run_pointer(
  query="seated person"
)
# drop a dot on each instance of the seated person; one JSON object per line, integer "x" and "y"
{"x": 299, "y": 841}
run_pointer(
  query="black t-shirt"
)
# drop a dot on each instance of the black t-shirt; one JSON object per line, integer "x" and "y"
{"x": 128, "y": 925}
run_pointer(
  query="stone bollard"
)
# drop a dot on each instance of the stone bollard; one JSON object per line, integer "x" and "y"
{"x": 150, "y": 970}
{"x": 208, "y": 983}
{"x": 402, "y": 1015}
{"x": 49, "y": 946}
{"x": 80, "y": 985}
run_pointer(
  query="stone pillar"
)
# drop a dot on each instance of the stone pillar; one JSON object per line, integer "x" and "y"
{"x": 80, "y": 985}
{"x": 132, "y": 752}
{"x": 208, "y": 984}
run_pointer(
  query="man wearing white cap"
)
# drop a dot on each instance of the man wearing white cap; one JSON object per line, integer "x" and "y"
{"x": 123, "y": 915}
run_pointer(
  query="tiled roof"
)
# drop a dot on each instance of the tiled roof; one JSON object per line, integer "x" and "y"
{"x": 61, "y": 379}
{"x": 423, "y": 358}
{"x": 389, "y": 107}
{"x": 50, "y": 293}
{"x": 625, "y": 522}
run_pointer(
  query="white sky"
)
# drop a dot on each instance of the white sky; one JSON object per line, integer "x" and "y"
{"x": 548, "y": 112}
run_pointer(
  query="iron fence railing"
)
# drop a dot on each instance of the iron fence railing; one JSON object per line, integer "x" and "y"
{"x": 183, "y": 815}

• _WHAT IS NEEDED_: Format every line of the entries above as a numbered list, leaving out any blank lines.

• _THE ANSWER_:
1. run_pointer(
2.   query="seated person"
3. )
4. # drop a dot on each instance of the seated person; one JSON object per line, integer "x" and "y"
5. {"x": 299, "y": 841}
6. run_pointer(
7.   query="black t-shirt"
8. )
9. # drop a dot on each instance of the black t-shirt; one JSON object per line, integer "x" and "y"
10. {"x": 128, "y": 925}
11. run_pointer(
12.   query="stone bollard"
13. )
14. # drop a dot on each instance of the stone bollard; one JSON object per line, integer "x" and "y"
15. {"x": 150, "y": 970}
16. {"x": 208, "y": 983}
17. {"x": 402, "y": 1015}
18. {"x": 49, "y": 946}
19. {"x": 80, "y": 985}
20. run_pointer(
21.   query="stone pillar"
22. )
23. # drop a dot on each instance of the stone pillar; one JSON object per line, integer "x" and "y"
24. {"x": 80, "y": 985}
25. {"x": 132, "y": 752}
26. {"x": 208, "y": 984}
27. run_pointer(
28.   query="man wearing white cap"
29. )
30. # drop a dot on each instance of the man wearing white cap; one JSON object per line, integer "x" and "y"
31. {"x": 123, "y": 915}
32. run_pointer(
33.   query="tiled roof"
34. )
35. # drop a dot on each instance of the tiled roof; one JSON object per line, integer "x" and "y"
36. {"x": 61, "y": 379}
37. {"x": 423, "y": 358}
38. {"x": 389, "y": 107}
39. {"x": 50, "y": 293}
40. {"x": 625, "y": 522}
41. run_pointer(
42.   query="white sky"
43. )
44. # drop a dot on each instance of the white sky; one JSON object per line, integer "x" and "y"
45. {"x": 548, "y": 112}
46. run_pointer(
47.   query="iron fence railing"
48. )
49. # drop a dot on each instance of the iron fence railing; one JSON object per line, integer "x" and "y"
50. {"x": 183, "y": 815}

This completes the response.